- SET PROBLEM -
Please convert each line of the listing below into a JSON list of strings, with one string per line and blank lines omitted.

(Source listing)
....................

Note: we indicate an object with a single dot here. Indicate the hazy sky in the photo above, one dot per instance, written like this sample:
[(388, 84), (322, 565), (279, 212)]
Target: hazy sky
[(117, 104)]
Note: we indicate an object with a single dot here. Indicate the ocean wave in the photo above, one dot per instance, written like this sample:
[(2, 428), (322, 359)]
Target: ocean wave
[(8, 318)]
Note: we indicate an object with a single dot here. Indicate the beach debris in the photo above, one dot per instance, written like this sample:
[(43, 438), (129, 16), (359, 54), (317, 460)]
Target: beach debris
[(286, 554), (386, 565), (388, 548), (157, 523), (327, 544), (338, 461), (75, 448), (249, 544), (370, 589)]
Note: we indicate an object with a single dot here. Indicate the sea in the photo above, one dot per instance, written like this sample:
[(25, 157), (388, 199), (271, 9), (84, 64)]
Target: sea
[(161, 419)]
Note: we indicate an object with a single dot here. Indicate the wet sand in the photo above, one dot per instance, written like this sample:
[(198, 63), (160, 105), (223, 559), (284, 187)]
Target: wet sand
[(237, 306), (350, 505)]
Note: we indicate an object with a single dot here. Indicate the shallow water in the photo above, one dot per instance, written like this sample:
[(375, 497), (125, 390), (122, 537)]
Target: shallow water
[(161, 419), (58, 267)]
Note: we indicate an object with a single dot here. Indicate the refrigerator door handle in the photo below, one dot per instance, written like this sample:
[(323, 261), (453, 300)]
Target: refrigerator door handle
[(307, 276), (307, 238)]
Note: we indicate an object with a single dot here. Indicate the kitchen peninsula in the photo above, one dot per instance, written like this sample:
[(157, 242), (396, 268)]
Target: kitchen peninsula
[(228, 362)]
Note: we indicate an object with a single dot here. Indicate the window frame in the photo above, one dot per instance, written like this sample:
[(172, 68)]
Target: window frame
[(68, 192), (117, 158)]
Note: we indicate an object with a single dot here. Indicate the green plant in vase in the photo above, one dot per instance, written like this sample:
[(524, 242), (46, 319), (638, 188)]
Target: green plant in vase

....................

- COMPLETED TASK -
[
  "Note: we indicate an object with a single dot here. Indicate the hazy sky in the photo above, one dot per instance, written like this sample:",
  "[(388, 84), (322, 565), (279, 212)]",
  "Target: hazy sky",
  "[(117, 104)]",
  "Note: we indicate an object with a single dot here. Indicate the ocean wave in the photo above, one dot per instance, written like this sample:",
  "[(2, 428), (322, 359)]",
  "Target: ocean wave",
  "[(8, 318)]",
  "Note: we indicate an object with a single dot here. Indicate the beach debris in the photo above, one dot per instance, written like this sample:",
  "[(43, 438), (129, 16), (359, 54), (317, 460)]",
  "Target: beach debris",
  "[(286, 554), (386, 565), (388, 548), (157, 523), (327, 544), (338, 461), (75, 448), (249, 544), (370, 589)]",
  "Note: we indicate an object with a single dot here. Indicate the sea in the photo above, one dot per instance, written like this sample:",
  "[(25, 157), (388, 199), (271, 9), (84, 64)]",
  "Target: sea",
  "[(161, 419)]",
  "Note: we indicate an object with a single dot here. Indicate the wet sand in the photo above, one dot per instance, written like this sample:",
  "[(198, 63), (160, 105), (223, 559), (284, 187)]",
  "Target: wet sand",
  "[(237, 306), (350, 505)]",
  "Note: we indicate an object with a single dot here. Indicate the shallow water in the photo above, one dot per instance, written like this sample:",
  "[(375, 497), (125, 390), (122, 537)]",
  "Target: shallow water",
  "[(161, 419), (58, 267)]",
  "Note: we indicate an object with a single dot here. Indicate the refrigerator door handle in the photo below, one dot per instance, written like this sample:",
  "[(323, 261), (453, 300)]",
  "Target: refrigerator door handle",
  "[(307, 276), (307, 238)]",
  "Note: we indicate an object with a single dot here. Indicate the kitchen peninsula in the photo above, one dot per instance, written like this sample:",
  "[(157, 242), (396, 268)]",
  "Target: kitchen peninsula",
  "[(228, 362)]",
  "Note: we indicate an object with a single dot here. Indicate the window frame in the photo above, one dot per instance, written like this sample:",
  "[(172, 68)]",
  "Target: window frame",
  "[(68, 192), (117, 158)]",
  "Note: we indicate an object with a single dot here. Indicate the green plant in vase in the photo above, one dot per instance, written like this sample:",
  "[(524, 242), (46, 319), (638, 188)]",
  "Target: green plant in vase"
]